— WHAT IS NEEDED —
Please write what comes next in the passage about Germany, Poland, and rising anti-Semitism before World War II, picking up after its last sentence.
Segment Start: TEXT SEGMENT
Germany also harbored great resentment toward Poland for territories lost after World War I. When Poland was brutally invaded by Germany on Sept. 1, 1939, the rationale given by the Nazis was that they needed to make lebensraum, living space, for its citizens.
Before the invasion, by 1938, Poland had stopped accepting Germany's Jewish citizens. Poland was hit by massive unemployment during the worldwide depression, and as was the pattern in history for such times, Jews became the world's scapegoats and anti-Semitism increased.
This was not only true for Germany and Poland but many other countries as well.
Segment End: TEXT SEGMENT
Segment Start: SOURCE DATA
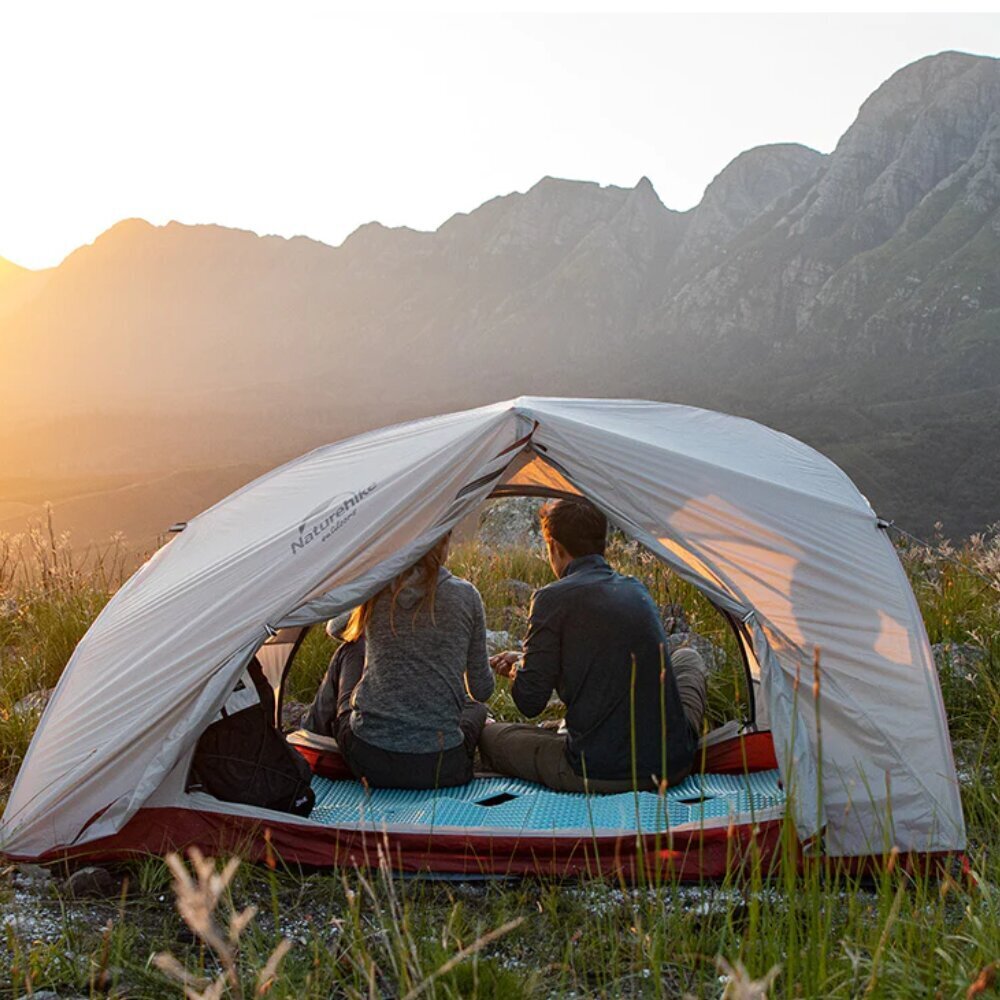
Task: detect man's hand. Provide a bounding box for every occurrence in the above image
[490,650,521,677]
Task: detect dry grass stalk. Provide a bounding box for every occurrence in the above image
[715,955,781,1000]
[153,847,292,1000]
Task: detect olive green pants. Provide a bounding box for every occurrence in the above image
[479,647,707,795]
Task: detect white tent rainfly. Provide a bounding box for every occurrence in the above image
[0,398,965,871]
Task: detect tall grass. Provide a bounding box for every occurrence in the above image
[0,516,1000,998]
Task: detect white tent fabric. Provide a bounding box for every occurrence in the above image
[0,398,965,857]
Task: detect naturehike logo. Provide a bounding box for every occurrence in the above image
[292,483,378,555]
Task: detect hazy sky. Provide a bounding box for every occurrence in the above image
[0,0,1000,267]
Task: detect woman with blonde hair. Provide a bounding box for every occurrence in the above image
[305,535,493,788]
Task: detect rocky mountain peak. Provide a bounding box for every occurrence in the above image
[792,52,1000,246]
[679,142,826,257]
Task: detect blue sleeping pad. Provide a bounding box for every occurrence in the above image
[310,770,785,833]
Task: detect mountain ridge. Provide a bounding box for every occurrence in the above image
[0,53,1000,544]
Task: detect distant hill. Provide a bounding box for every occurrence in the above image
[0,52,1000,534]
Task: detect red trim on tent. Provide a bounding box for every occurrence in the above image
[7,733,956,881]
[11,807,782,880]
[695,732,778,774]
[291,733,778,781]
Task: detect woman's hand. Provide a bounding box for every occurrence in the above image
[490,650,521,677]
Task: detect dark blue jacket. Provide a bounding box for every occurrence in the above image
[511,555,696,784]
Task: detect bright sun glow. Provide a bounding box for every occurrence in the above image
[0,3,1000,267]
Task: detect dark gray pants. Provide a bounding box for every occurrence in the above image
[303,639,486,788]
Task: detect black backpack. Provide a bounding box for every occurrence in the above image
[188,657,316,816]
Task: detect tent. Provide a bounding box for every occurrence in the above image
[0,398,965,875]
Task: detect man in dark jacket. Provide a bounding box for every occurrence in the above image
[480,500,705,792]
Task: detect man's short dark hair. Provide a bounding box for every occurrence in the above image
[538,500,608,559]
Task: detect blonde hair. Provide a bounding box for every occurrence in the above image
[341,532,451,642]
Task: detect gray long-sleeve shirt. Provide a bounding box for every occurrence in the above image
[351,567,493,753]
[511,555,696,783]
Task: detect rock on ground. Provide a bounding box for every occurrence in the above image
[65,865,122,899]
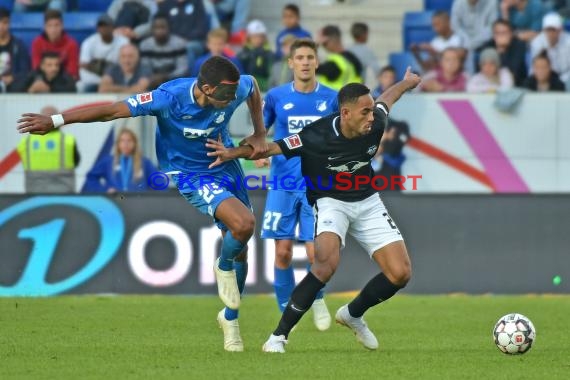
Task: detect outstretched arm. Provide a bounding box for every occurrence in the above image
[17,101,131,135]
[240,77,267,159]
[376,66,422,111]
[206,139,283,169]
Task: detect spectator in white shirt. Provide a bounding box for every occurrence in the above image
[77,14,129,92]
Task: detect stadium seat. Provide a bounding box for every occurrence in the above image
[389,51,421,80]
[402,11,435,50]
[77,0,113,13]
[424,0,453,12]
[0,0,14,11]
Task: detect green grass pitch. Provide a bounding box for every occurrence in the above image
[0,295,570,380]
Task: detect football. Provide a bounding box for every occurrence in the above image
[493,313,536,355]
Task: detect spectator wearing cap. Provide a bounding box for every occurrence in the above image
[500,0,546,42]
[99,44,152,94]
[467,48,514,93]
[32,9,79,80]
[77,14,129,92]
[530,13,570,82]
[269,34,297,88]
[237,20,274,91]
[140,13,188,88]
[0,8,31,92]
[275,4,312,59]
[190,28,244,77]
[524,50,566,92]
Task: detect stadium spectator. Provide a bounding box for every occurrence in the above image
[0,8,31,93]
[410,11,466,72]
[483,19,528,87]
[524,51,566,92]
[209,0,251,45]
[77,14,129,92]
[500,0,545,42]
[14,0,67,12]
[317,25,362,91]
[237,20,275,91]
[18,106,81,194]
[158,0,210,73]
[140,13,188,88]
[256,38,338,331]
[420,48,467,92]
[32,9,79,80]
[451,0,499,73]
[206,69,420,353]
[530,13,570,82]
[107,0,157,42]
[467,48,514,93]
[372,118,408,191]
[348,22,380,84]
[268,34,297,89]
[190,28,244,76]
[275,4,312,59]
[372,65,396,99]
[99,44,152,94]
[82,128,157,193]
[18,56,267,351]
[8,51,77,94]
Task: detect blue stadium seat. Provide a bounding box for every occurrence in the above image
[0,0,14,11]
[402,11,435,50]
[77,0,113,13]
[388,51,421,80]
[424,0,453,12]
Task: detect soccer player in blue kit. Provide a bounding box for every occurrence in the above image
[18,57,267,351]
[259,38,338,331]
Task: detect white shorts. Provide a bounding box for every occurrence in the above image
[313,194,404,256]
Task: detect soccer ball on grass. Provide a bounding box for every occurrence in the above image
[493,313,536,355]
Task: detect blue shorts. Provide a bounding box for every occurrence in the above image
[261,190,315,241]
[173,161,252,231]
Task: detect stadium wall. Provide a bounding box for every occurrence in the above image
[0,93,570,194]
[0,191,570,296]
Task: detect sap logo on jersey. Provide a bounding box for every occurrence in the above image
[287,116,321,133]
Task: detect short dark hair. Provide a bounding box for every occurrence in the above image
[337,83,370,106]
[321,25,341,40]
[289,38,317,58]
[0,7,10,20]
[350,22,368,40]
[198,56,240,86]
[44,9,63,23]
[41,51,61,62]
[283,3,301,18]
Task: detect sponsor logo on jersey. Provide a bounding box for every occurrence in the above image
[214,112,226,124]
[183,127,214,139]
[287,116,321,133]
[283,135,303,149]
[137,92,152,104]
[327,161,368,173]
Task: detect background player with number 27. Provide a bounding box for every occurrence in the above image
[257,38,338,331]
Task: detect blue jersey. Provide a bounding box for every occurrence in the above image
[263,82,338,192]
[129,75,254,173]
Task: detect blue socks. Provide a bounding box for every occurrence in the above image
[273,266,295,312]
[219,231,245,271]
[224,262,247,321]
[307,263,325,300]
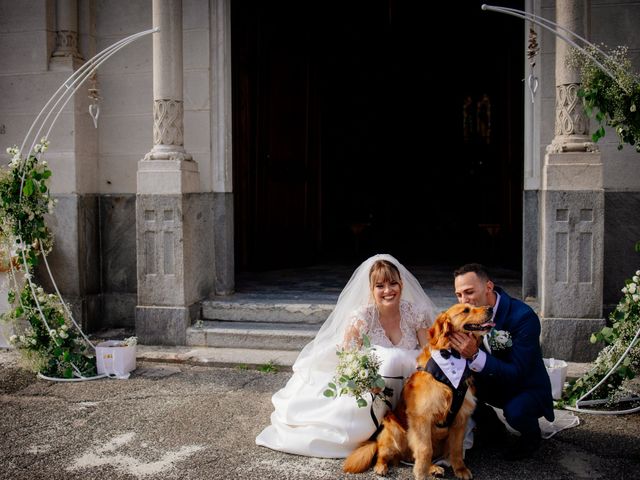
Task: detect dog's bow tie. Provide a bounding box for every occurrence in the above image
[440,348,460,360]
Segment End: SOURCE DATA
— OUTPUT OF THE EXERCISE —
In the late 1930's the Polish government had become increasingly concerned with "the Jewish question." The right wing Endecja party had promoted a national boycott of Jewish merchants that was so radical as to advocate the confiscation of Jewish businesses. A policy of Jewish emigration was recommended. Under the guise of animal rights there was a national movement to forbid the Jewish ritual slaughter or koshering of animals. The Grynszpans were caught in the middle of the Polish-German dispute regarding the emigration of Jews. They wrote to their son Herschel and he heard their despair and in deranged anger sought revenge by assassinating a minor German embassy official in Paris. The Nazis seized the opportunity created by the crime of this Jewish individual and used it as an excuse to punish all the Jews of Germany. A telegram was sent to all police units: "in shortest order, actions against Jews and especially their synagogues will take place in Germany. These are not to be interfered with." Instead the police were instructed to arrest the victims. Fire companies were ordered to stand back and let the synagogues burn down. They were to act only if the fire threatened a nearby Aryan property.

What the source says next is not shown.